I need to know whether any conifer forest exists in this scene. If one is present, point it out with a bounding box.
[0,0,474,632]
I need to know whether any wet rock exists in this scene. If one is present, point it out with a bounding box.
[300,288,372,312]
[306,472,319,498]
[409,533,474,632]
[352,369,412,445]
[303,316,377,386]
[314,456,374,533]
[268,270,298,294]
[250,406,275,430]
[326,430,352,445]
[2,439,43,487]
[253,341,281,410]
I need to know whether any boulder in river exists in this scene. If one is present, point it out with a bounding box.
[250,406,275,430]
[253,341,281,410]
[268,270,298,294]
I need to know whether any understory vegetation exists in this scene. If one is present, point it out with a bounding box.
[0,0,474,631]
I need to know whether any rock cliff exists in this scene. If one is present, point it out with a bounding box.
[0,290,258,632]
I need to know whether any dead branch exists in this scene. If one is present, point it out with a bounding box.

_ _ _ _

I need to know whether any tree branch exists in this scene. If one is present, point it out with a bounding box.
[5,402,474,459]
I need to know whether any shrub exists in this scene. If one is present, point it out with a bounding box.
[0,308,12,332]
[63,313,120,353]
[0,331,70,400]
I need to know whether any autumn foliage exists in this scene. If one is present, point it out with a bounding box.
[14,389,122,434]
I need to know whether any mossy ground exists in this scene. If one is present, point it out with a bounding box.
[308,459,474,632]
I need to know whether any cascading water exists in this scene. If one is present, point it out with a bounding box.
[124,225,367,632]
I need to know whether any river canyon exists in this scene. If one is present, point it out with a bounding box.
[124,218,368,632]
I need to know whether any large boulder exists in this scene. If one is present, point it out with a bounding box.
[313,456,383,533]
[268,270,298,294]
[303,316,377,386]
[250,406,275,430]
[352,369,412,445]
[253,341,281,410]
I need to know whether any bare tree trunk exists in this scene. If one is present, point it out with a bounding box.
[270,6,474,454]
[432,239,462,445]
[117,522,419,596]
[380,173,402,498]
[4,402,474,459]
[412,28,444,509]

_ _ _ _

TASK DETAILS. Can you rewrite the records from the line containing "I need to know whether any conifer" through the line containing "I need to know whether any dead", swapping "point it out" for "mark it" and leaving everything else untouched?

EXERCISE RESULT.
I need to know whether any conifer forest exists in this scene. If one is present, mark it with a bounding box.
[0,0,474,632]
I need to know whether any wet rock exists in this scene. If one is present, mark it with a bounding box.
[300,288,372,312]
[306,472,319,498]
[409,533,474,632]
[352,369,412,445]
[303,316,377,386]
[314,456,374,533]
[268,270,298,294]
[250,406,275,430]
[326,430,352,445]
[2,439,43,487]
[253,341,281,410]
I need to know whether any boulder in river exists in this scene. If one is present, mark it with a bounding box.
[250,406,275,430]
[253,341,281,410]
[268,270,298,294]
I need to know whether any understory vegetation exists in this scene. If one is present, mark it with a bounding box.
[0,0,474,631]
I need to know whether any rock cliff exists in this scene. If one is present, mark it with a bounding box.
[0,290,258,632]
I need to know whether any dead branch exists in this scene. If one is present, mark it with a bounding box.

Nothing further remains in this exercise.